*Exercise goal*: Reproduce the material from its first line through the line containing "positive clicks: (73, 49)", replacing "rough mask" with "coarse mask" and keeping everything else the same.
[Start of section]
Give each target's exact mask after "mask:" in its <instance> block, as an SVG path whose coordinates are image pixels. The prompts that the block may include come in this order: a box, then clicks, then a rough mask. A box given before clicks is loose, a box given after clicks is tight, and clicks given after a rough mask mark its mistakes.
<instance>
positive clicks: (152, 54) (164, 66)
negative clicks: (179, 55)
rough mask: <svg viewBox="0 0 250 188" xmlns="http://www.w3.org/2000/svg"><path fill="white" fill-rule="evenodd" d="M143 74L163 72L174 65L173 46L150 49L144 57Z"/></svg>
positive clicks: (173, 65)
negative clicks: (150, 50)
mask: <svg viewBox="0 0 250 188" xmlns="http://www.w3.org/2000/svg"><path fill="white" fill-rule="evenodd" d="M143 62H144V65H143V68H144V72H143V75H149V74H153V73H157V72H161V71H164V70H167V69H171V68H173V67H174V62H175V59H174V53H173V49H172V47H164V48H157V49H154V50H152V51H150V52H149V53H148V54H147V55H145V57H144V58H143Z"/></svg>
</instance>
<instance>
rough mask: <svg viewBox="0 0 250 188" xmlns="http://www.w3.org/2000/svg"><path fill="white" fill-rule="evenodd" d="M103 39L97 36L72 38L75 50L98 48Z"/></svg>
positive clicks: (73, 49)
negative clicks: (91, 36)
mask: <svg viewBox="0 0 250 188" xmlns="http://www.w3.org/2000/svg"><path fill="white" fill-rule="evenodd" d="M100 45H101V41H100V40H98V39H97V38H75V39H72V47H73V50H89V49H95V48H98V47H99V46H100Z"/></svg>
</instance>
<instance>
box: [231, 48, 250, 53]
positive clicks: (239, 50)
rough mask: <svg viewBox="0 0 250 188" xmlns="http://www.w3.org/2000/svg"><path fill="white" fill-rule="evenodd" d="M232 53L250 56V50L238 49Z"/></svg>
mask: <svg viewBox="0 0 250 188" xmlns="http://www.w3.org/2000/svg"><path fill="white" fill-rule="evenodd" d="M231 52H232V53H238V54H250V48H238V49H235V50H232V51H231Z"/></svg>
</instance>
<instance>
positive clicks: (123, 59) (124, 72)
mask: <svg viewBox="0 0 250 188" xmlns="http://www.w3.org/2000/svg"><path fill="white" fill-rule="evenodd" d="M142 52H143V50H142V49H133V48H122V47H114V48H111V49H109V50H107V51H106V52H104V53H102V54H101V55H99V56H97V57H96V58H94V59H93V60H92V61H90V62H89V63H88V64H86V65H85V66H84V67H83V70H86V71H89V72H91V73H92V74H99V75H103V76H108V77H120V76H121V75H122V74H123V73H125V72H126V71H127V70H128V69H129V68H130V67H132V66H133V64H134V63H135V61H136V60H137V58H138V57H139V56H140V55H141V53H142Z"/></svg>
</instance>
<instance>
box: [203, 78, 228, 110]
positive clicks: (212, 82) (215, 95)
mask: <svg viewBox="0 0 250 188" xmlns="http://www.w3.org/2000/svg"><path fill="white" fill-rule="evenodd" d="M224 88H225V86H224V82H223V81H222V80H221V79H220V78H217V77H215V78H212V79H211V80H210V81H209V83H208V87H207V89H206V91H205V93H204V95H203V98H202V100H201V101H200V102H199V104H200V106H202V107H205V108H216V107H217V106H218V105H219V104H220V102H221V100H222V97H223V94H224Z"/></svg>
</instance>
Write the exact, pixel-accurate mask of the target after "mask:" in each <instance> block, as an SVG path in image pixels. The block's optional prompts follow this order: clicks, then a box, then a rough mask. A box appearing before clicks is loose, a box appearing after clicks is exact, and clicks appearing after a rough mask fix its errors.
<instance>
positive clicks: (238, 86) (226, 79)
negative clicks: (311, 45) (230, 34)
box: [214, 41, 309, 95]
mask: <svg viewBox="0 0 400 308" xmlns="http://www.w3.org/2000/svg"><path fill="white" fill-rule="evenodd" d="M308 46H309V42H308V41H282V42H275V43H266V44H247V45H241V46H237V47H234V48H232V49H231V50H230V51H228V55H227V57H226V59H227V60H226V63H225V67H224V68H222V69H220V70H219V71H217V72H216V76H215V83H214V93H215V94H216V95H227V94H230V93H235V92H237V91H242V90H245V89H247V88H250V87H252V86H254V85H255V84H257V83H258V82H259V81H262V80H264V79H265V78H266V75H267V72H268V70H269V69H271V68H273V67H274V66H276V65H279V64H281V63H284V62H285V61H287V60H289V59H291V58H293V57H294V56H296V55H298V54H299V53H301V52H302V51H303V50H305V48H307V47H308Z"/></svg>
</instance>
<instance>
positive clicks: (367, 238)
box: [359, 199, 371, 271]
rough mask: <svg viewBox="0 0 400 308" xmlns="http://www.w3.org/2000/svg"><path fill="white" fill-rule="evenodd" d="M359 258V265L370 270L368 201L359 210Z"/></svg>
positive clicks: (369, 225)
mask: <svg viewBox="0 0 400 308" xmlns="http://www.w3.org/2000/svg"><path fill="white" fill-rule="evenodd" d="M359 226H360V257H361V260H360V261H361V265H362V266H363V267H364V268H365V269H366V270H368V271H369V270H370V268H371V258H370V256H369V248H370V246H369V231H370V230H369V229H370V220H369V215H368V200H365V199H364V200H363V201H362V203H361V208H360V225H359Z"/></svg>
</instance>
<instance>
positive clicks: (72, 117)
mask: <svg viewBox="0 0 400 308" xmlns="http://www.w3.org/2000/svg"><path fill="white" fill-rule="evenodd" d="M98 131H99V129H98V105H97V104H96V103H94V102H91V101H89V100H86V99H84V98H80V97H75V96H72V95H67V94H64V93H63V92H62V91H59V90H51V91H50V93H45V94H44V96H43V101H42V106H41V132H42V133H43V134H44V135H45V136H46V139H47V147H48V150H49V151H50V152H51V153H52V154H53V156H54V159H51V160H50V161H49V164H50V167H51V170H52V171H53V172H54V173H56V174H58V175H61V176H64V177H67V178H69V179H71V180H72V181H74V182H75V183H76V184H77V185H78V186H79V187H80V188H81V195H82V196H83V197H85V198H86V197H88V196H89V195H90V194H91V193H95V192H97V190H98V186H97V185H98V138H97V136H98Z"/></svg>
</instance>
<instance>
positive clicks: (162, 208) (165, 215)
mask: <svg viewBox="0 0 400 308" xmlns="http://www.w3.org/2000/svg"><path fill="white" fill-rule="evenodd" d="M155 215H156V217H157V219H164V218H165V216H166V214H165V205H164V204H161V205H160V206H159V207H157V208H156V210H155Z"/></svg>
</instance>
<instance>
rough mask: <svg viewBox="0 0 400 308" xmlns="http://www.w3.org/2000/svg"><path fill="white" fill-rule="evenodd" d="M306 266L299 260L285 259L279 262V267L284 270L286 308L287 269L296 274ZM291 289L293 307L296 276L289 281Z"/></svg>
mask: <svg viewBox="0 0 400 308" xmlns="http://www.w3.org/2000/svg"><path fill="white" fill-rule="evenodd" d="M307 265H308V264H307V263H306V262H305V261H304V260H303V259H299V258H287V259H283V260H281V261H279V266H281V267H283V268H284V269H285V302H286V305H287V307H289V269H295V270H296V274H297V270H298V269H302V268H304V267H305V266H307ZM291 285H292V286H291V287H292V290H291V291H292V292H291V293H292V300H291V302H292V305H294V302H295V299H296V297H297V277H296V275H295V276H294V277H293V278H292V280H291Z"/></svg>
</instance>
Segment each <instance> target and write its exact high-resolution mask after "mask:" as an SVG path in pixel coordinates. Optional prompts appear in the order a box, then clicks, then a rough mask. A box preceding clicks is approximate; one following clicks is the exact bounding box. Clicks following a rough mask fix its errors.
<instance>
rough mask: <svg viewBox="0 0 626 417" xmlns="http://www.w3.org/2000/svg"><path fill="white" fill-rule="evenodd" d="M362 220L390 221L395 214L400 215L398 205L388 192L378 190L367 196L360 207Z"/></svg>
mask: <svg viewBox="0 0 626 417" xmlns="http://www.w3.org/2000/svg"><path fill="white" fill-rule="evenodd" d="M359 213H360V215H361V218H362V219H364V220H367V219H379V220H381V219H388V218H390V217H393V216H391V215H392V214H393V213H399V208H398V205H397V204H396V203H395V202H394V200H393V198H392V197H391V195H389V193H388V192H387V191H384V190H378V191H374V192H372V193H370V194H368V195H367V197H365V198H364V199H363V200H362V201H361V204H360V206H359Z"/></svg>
[End of section]
*Reply*:
Give each target's exact mask after "mask:" in its <instance> block, as an SVG path whose coordinates are image pixels. The prompts that the block may include come in this order: a box, then clicks, then a coarse mask. A box given before clicks is loose, a box given after clicks is tight, and clicks given after a coarse mask mark its mistakes.
<instance>
positive clicks: (152, 54) (164, 66)
negative clicks: (179, 55)
coarse mask: <svg viewBox="0 0 250 188" xmlns="http://www.w3.org/2000/svg"><path fill="white" fill-rule="evenodd" d="M143 74L163 72L174 65L173 46L150 49L144 57Z"/></svg>
positive clicks: (173, 65)
negative clicks: (150, 50)
mask: <svg viewBox="0 0 250 188" xmlns="http://www.w3.org/2000/svg"><path fill="white" fill-rule="evenodd" d="M143 62H144V65H143V68H144V72H143V75H149V74H153V73H157V72H161V71H164V70H167V69H171V68H173V67H174V62H175V59H174V53H173V49H172V47H164V48H157V49H154V50H152V51H150V52H149V53H148V54H147V55H145V57H144V58H143Z"/></svg>
</instance>
<instance>
coarse mask: <svg viewBox="0 0 250 188" xmlns="http://www.w3.org/2000/svg"><path fill="white" fill-rule="evenodd" d="M103 39L97 36L72 38L75 50L98 48Z"/></svg>
positive clicks: (73, 49)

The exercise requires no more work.